### THE PROBLEM
Copy the records below exactly as they are written.
--- Begin RECORDS ---
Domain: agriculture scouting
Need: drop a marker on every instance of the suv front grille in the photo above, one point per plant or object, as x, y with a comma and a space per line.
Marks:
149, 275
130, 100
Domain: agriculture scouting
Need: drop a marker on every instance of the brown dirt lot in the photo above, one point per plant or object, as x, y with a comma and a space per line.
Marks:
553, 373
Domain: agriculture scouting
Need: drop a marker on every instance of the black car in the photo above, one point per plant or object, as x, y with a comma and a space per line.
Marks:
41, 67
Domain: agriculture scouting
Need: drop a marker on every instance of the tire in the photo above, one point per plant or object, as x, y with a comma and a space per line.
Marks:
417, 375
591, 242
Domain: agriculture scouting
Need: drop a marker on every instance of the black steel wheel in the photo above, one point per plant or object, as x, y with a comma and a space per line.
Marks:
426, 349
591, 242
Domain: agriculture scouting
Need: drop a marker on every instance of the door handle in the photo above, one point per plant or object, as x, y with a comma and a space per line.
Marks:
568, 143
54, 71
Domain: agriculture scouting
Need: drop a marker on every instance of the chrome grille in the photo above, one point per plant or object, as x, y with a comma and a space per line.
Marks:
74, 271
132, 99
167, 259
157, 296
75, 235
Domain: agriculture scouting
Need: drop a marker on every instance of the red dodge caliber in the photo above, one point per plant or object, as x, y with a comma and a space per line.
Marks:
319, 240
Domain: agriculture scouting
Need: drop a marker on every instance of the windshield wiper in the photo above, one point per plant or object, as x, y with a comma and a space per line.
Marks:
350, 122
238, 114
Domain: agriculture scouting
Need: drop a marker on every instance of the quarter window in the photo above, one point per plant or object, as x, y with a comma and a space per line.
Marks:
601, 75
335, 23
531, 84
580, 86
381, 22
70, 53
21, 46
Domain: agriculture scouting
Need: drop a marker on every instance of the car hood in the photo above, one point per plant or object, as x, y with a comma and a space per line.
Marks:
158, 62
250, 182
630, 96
--- End RECORDS ---
### FINISHED EXERCISE
Domain: agriculture scouting
Need: drop a marker on every instance of the suv front grille in the photo above, one point per plant or object, as x, y with a comma and a space per line.
Marks:
149, 275
130, 100
Domain: agriculture scouting
Need: drop a marker on every instance of the brown dirt lot in the photo above, one point per plant or object, as x, y with a comma and a space per line.
Marks:
553, 373
Domain: agriculture scouting
Need: drop a marker on every instance of the black car in the photo above, one point per plant or object, as x, y with a comma and a space per line.
Marks:
41, 67
Domain: agriculture scouting
Need: drop a marker on every instance of the tire in the photo above, one point per plant or object, as x, y with a comma and a space per line.
Marks:
417, 375
591, 242
Domain: agriculture scouting
Need: drop a marker on every instance of the black steel wheel in the photo above, one point per plant or object, as x, y with a comma and a space per line.
Marks:
426, 349
591, 242
Domain: agriculture scouting
Need: drop a marker on every instance of the door handle in the photo above, one point per plant or object, as x, y with a comma and a space per line.
Marks:
568, 143
54, 71
Domain: agriculture scouting
Need: drop a marker on every instance of the chrome grille in the photo above, one point per plant or object, as x, y with a comma and a space per line.
Marks:
74, 271
132, 99
167, 259
157, 296
75, 235
Domain: agriculture scouting
Need: drop a marker on every instance of the red dodge caliber in the photo above, one point per plant or object, as x, y with a comma and a space per line.
Marks:
319, 240
Domain: agriculture scouting
Need: drop a marker on every instance of the windshield wiper in the photo above, one point per plant or object, as x, y with a comma and a space per line.
Marks:
350, 122
238, 114
Domain: agriculture scouting
Need: drop a marker on every instance of the quarter window in the photo above, one point per plant or object, as x, y with a comma and a space per line.
Marks:
601, 75
335, 23
531, 84
580, 86
381, 22
70, 53
21, 46
Domain: agriculture scouting
Need: drop a marker on every instance of the car hood in the photo above, one point per plant or object, as x, y with a comma and a space per line.
Marks:
158, 62
250, 182
630, 96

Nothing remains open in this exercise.